- [Stored data]
—————

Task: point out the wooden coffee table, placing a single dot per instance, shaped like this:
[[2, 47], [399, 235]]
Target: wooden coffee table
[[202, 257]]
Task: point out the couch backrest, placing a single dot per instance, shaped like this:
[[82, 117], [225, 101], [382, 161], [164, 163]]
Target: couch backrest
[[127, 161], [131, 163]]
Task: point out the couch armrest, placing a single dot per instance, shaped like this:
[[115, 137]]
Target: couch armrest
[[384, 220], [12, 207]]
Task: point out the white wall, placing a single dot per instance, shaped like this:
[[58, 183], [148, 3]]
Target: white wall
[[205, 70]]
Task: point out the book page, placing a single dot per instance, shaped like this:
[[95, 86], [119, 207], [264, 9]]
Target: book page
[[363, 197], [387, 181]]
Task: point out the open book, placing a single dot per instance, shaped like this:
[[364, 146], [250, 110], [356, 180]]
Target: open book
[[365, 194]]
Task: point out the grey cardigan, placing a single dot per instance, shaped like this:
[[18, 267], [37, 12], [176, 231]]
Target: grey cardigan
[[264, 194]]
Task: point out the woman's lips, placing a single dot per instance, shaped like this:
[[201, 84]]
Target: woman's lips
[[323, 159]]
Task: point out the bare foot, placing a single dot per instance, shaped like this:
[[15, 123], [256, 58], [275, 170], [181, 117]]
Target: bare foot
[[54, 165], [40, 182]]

—————

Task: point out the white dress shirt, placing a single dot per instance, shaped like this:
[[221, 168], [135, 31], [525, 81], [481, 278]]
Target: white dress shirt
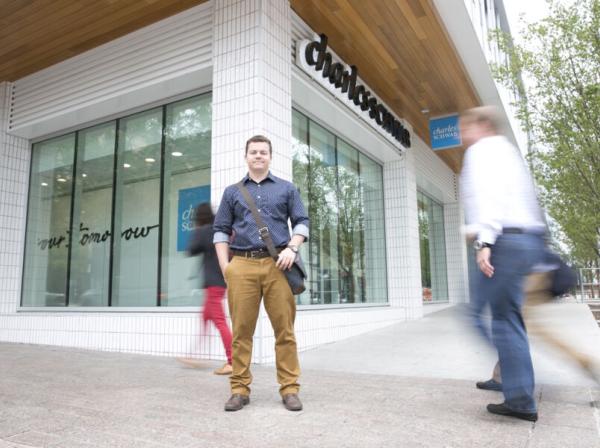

—————

- [Problem to solve]
Going down the listing above, begin printing at the line with "[[221, 168], [135, 31], [525, 81], [481, 278]]" and finish with the line with "Target: white dress shirt", exactly as they appear.

- [Task output]
[[221, 168], [135, 31], [525, 81], [481, 278]]
Target: white dress shirt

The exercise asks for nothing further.